The first important theorem we need to know is the \(p\)-adic Weierstrass preparation theorem, [ .

Theorem 4.8

Let \(c\) be a positive real number and \(f (x) = \sum a_n x^n\) be a power series with coefficients in \(K\) such that \( \lvert a_n \rvert c^n \to 0\) as \(n \to \infty \). Let \(N\) be the number defined by the conditions

\[ \lvert a_N \rvert c^N = \max \lvert a_n \rvert c^n = \| f(x)\| _c \quad \text{and} \quad \lvert a_n \rvert c^n {\lt} \lvert a_N \rvert c^N \text{ for all } n {\gt} N. \]

Then there exist a polynomial

\[ g(x) = b_0 + b_1x + \cdots + b_N x^N \]

of degree \(N\) and with coefficients in \(K\), and a power series

\[ h(x) = 1 + d_1 x + d_2 x^2 + \cdots \]

with coefficients in \(K\), satisfying:

\(f(x) = g(x) h(x)\);
\(\lvert b_N \rvert c^N = \max \lvert b_n \rvert c^n\), that is \(\| g (x) \| _c = \lvert b_N \rvert c^N\);
\(h(x) \in \mathcal{A}_c\), that is it is a restricted power series over \(K\) for parameter \(c\);
\(\lvert d_n \rvert c^n {\lt} 1\) for all \(n \geq 1\), so that \(\| h(x) - 1 \| _c {\lt} 1\); and
\(\| f(x) - g(x) \| _c {\lt} \| f(x)\| _c.\)

In particular, \(h(x)\) has no zeroes in \(\overline{B}(0,c)\).

To prove this we will need to give a string of lemmas that will all come together.

We begin by showing that the Tate algebra with parameter \(c\) is complete with respect to the Gauss norm of parameter \(c\), [ .

Lemma 4.9

\(\mathcal{A}_c\) is complete with respect to the Gauss norm \(\| \cdot \| _c\).

Proof ▶

We need to show a Cauchy sequence in \(\mathcal{A}_c\) converges with respect to the norm \(\| \cdot \| _c\). Therefore, consider a sequence of power series

\[ f_i(x) = a_{i,0} + a_{i,1}x + a_{i,2}x^2 + \cdots . \]

Saying this sequence is Cauchy means

\[ \forall \; \varepsilon {\gt}0, \; \exists \; M \text{ such that } \forall \; i,j {\gt} M \text{ we have } \| f_i (x) - f_j (x) \| _c {\lt} \varepsilon . \]

Using the definition of the Gauss norm, this means that

\[ \max _{n} |a_{i,n}-a_{j,n} | c^n {\lt} \varepsilon \quad \forall \; i,j {\gt} M, \]

and certainly,

\[ |a_{i,n} - a_{j,n}| {\lt} \varepsilon c^{-n} \]

for each \(n\) whenever \(i,j {\gt} M.\) That is each of the sequences \((a_{i,n})_{i \in \mathbb {N}}\) forms a Cauchy sequence. Since \(K\) is complete, this means they are convergent. Now consider

\[ g(x) = a_0 + a_1 x + a_2 x^2 + \cdots \]

where \(a_n = \lim _{i \to \infty } a_{i,n}\). We want to show this is the limit of the \(f_n\) and is also in \(\mathcal{A}_c\).

================================

In the passage on the p-adic Weierstrass preparation theorem, with respect to what does Lemma 4.9 say the Tate algebra with parameter c is complete?

================================

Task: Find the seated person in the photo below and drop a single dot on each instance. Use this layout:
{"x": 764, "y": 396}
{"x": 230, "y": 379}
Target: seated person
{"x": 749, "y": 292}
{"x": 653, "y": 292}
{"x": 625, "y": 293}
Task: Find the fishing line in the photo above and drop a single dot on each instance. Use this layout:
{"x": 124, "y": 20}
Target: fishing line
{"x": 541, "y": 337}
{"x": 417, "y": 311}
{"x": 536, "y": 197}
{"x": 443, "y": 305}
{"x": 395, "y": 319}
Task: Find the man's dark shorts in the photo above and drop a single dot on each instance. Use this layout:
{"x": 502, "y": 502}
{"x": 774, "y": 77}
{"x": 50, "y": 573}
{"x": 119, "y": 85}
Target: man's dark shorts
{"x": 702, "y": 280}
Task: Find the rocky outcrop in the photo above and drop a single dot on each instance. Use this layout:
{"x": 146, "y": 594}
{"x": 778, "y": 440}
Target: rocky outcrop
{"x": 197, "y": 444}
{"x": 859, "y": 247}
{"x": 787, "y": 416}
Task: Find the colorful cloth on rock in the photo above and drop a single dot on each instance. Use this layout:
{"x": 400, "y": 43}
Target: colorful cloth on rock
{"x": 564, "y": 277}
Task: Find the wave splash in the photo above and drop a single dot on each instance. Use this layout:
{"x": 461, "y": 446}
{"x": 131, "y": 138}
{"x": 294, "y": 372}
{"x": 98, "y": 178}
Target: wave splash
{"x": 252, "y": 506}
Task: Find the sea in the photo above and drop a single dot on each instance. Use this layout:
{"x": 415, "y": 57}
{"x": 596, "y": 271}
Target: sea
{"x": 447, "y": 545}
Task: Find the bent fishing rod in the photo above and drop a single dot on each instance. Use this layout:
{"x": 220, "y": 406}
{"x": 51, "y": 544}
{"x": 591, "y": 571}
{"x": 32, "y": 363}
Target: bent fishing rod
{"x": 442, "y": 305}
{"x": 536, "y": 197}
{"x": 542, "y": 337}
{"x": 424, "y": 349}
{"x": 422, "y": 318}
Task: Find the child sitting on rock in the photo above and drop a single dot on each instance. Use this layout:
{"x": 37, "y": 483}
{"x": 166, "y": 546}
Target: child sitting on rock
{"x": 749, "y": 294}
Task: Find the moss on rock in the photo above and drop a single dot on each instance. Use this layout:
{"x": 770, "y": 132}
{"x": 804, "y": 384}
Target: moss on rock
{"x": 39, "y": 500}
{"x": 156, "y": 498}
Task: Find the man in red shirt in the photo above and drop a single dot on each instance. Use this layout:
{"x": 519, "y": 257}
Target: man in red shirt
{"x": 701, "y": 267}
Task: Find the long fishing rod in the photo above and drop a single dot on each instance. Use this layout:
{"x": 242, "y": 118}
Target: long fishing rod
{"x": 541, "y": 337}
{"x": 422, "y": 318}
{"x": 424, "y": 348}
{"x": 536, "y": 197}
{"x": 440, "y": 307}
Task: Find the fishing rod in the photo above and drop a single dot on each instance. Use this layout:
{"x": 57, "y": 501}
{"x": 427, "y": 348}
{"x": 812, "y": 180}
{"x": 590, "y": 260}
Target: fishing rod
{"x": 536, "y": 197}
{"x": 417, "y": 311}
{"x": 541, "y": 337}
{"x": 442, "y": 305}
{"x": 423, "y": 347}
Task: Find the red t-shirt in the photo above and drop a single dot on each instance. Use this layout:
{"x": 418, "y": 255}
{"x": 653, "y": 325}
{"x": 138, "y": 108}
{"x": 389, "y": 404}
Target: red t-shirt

================================

### [EXERCISE RESPONSE]
The Gauss norm of parameter c.